#### PROBLEM DESCRIPTION
In the background-art passage on correcting vision, what name is given to plastic cornea shaping accomplished by thermal interaction?

#### PAGE EXTRACT

2. Description of the Background Art
For our environment to be seen correctly, its optical image must be faultlessly projected onto the retina of the eye, and the individual surface curvatures and refractive index transitions of the eye must fit the spatial arrangement of receptors in the retina.
Where this faultless optical imaging is disrupted, existing visual deficiencies can be corrected traditionally with the help of glasses. A curved glass with specific refractive index, thickness and curvature relationships is then placed at a defined distance in front of the eye.
It is also known that relatively thin lenses, referred to as “contact lenses”, can be put directly onto the eye's cornea.
Apart from these corrections using auxiliary optical means, there is an option of obtaining changes to the eye itself by the use of surgery.
In cornea surgery, changes are made in cornea thickness by removal of tissue (ablation) or changes in its curvature by way of incision (keratotomy). Plastic cornea shaping represents another possible technique. It is accomplished by thermal interaction (thermokeratoplasty).

#### DATASET SECTION
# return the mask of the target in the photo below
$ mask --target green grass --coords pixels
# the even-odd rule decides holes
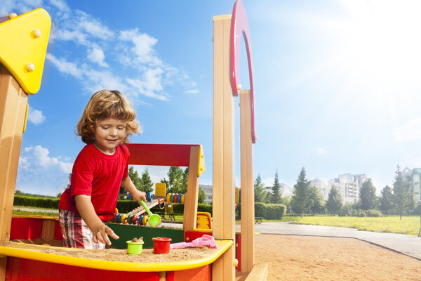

#### TASK RESPONSE
Thermokeratoplasty.